Rewrite everything in the listing from the line containing "of the concrete" down to the line containing "pixel 763 267", both included, swapping "drops" for "places" and leaving all else unchanged.

Records —
::::::::::
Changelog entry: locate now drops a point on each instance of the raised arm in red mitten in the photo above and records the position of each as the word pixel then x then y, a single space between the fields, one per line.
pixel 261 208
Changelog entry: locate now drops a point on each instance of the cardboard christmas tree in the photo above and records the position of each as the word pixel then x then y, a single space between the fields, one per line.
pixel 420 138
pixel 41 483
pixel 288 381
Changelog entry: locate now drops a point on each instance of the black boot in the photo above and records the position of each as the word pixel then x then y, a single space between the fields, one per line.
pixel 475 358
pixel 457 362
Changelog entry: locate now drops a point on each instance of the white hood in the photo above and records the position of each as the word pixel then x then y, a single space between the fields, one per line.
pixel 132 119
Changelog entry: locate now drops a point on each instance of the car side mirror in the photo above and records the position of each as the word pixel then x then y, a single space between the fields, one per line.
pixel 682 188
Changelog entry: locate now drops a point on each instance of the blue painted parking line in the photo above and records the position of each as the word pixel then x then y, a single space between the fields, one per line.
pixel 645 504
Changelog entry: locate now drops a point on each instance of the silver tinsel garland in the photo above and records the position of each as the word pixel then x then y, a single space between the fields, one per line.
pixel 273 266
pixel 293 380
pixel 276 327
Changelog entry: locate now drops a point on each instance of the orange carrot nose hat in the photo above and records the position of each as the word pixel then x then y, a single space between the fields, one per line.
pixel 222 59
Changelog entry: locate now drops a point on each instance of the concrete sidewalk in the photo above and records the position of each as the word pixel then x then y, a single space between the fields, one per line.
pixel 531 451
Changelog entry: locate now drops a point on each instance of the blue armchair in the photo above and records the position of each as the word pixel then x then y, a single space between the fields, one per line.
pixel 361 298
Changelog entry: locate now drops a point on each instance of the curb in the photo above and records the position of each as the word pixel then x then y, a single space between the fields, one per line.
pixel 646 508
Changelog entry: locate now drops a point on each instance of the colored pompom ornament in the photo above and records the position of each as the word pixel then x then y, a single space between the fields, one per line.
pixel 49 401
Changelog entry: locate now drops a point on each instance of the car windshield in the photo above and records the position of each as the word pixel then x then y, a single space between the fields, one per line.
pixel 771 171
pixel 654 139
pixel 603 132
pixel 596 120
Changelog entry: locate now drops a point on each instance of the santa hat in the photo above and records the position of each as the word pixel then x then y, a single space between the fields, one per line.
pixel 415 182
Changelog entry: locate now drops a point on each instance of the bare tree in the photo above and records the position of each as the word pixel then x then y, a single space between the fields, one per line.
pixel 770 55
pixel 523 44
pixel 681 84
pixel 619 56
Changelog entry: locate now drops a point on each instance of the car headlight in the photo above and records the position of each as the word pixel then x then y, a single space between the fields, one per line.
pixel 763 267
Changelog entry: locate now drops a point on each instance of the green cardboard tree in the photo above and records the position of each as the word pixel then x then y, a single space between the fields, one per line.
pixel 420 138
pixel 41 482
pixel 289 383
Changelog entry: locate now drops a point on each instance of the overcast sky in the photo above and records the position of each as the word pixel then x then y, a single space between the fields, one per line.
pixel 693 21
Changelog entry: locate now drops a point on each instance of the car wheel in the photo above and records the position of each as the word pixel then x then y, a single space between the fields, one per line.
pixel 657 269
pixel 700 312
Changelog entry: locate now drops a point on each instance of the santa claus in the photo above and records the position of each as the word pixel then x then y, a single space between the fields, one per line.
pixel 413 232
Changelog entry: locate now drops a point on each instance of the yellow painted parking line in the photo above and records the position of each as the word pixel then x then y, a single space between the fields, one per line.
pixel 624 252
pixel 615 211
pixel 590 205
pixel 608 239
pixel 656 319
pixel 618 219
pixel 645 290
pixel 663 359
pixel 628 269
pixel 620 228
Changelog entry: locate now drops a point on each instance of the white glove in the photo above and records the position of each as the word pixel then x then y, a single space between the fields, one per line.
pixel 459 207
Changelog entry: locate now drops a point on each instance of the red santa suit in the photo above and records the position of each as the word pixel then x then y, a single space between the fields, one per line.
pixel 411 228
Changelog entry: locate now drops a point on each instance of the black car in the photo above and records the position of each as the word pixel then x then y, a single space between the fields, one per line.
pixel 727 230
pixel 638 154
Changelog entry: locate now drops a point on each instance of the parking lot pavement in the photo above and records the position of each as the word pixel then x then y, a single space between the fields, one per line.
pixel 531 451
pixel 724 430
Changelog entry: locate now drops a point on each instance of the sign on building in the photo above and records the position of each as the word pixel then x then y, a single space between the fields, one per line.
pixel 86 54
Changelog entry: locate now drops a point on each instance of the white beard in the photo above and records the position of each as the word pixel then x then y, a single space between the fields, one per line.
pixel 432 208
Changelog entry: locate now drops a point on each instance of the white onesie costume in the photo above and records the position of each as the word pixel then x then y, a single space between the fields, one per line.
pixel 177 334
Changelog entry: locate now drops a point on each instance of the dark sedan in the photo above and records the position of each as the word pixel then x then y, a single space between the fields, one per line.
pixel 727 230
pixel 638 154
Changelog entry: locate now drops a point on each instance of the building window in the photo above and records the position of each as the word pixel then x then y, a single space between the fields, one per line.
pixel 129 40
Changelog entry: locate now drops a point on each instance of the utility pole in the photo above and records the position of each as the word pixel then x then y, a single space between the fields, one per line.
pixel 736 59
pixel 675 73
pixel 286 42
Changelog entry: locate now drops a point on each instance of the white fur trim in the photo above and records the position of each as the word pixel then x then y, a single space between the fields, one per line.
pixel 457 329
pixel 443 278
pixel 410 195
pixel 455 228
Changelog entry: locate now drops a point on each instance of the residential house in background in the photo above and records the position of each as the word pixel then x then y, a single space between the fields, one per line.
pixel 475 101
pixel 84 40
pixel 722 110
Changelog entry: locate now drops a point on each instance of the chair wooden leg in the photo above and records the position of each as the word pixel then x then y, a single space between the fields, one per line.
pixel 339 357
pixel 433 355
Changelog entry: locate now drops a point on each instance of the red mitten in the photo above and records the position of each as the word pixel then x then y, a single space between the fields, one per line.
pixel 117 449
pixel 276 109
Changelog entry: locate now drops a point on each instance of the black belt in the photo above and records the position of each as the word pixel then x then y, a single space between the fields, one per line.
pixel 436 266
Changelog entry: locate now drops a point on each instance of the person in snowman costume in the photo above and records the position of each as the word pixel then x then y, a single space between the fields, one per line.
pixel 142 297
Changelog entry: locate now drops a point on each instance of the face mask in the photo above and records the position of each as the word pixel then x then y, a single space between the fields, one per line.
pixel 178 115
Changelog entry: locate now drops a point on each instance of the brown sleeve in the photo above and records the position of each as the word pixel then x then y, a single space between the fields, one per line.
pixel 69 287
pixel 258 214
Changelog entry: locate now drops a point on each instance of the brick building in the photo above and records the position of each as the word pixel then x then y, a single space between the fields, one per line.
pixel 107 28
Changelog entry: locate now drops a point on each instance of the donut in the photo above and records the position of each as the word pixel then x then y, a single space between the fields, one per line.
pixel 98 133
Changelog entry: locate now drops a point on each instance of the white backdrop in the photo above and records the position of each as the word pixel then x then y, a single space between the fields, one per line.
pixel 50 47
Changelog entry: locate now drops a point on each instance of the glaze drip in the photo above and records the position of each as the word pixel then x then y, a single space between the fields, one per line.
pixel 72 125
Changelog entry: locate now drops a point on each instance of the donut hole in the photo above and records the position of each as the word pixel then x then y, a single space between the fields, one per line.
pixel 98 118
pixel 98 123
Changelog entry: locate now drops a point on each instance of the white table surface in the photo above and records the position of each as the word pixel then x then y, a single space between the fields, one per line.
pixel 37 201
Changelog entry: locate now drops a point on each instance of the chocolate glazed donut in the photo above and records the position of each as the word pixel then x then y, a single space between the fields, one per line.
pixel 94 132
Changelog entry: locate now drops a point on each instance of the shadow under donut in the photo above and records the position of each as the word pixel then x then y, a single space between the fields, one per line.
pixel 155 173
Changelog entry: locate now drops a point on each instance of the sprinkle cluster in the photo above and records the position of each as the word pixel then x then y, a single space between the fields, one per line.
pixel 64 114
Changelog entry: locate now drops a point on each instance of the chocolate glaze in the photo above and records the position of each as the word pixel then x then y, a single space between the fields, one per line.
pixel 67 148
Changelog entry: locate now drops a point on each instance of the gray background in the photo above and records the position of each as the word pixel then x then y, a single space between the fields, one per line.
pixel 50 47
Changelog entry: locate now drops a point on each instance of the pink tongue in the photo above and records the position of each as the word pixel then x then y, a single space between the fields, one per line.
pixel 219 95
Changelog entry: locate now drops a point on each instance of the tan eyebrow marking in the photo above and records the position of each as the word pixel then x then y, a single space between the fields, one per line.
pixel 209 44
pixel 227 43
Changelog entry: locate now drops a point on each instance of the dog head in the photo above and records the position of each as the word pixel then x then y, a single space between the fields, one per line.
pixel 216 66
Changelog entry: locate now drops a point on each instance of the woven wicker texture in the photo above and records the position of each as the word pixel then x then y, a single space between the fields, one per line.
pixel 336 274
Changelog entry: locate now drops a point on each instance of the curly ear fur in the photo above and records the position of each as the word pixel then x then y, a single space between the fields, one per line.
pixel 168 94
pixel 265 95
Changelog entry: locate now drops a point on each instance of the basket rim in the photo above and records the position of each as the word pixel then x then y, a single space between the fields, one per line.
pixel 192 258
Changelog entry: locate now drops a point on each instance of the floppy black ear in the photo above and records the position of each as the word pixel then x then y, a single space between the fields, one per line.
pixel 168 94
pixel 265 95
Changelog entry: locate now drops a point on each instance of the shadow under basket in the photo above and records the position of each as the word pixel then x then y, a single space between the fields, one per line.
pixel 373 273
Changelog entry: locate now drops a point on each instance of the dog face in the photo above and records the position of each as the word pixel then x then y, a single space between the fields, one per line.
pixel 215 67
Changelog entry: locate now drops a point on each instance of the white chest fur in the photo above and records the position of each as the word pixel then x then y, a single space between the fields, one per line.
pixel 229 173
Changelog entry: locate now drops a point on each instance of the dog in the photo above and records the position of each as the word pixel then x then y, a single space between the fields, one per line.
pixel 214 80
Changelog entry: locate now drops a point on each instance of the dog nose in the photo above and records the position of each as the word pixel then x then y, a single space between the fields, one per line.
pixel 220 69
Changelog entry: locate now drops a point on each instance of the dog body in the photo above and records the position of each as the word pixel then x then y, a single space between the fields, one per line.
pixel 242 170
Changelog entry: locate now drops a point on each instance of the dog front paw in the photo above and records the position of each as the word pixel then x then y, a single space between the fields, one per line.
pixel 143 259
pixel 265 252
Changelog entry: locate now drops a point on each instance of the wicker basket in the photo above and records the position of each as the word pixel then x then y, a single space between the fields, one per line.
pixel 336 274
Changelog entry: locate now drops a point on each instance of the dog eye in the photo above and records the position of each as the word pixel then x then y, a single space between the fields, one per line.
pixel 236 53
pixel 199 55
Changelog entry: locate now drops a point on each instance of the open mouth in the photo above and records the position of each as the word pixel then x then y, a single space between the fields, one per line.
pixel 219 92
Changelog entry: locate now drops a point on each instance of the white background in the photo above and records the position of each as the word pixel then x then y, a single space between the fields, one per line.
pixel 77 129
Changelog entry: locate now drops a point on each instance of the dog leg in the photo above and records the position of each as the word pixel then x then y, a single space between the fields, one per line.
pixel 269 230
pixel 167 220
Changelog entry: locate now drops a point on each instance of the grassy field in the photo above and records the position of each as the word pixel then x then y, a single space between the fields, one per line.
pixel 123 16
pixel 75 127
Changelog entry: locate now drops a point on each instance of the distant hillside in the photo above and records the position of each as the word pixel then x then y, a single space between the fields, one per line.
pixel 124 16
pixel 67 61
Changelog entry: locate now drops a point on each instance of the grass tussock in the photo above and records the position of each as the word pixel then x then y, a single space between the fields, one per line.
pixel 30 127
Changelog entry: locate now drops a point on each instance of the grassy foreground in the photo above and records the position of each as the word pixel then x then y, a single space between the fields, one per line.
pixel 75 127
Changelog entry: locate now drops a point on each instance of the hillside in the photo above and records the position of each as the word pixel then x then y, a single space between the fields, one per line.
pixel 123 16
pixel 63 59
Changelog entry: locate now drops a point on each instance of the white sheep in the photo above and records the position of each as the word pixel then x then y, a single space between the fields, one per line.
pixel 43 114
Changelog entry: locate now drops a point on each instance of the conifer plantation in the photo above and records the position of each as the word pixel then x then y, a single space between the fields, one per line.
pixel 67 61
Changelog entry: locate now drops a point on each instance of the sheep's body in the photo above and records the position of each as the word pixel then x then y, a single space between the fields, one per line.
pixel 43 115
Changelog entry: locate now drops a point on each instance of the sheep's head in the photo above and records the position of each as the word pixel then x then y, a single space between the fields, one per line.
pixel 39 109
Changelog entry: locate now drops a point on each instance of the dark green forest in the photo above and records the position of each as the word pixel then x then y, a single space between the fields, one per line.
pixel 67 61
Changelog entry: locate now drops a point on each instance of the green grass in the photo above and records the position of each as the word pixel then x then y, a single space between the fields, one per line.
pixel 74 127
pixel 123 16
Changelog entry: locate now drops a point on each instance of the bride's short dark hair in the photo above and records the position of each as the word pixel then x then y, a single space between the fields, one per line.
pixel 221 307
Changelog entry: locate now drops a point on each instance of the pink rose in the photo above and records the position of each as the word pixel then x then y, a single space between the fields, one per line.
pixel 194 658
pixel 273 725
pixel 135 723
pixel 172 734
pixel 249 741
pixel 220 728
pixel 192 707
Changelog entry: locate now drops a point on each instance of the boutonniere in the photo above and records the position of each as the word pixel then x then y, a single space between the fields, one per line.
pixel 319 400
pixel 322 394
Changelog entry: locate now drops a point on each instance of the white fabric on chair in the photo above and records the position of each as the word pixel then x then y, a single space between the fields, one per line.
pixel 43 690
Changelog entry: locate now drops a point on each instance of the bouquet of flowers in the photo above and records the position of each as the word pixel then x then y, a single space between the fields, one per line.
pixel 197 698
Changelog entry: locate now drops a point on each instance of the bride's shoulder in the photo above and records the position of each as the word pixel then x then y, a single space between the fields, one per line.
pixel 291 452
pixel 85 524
::::::::::
Answer below —
Changelog entry: locate now places a point on each instance of the concrete sidewalk in the photo above and records the position of each as the word pixel then x then y, a single space between the fields, one per line.
pixel 531 451
Changelog entry: locate now places a point on each instance of the blue armchair in the photo above and records the position of each as the word pixel then x then y, a single space between the fields, one per line.
pixel 361 298
Changelog entry: locate now places a point on each instance of the curb in the photo above and records the position of each as the word pixel then x then y, a single space between the fields, one per line.
pixel 646 508
Changelog entry: locate now places a point on each instance of the colored pompom ornament in the photo above and records the position of each as the word pixel then x then y, a single space between the fields, one per line.
pixel 49 401
Changelog entry: locate now places a point on each instance of the car windshield in the photo above and records the position of each as the word pixel then x then y, a single space between the fields, one per line.
pixel 771 171
pixel 654 139
pixel 603 132
pixel 596 120
Changelog entry: locate now places a point on each instance of the santa hat in the photo above and records the position of each as the word pixel then x then y, a single space between the fields, one per line.
pixel 415 182
Changelog entry: locate now places a point on each instance of the bare tree in the photo above and records the position of each as the word pixel then x then y, a single space between the fields, one per line.
pixel 770 55
pixel 523 44
pixel 681 84
pixel 619 56
Changelog entry: locate now places a point on each instance of the car headlight in the photo above and records the position of each as the word pixel then x then y, a single space between the fields, one per line.
pixel 763 267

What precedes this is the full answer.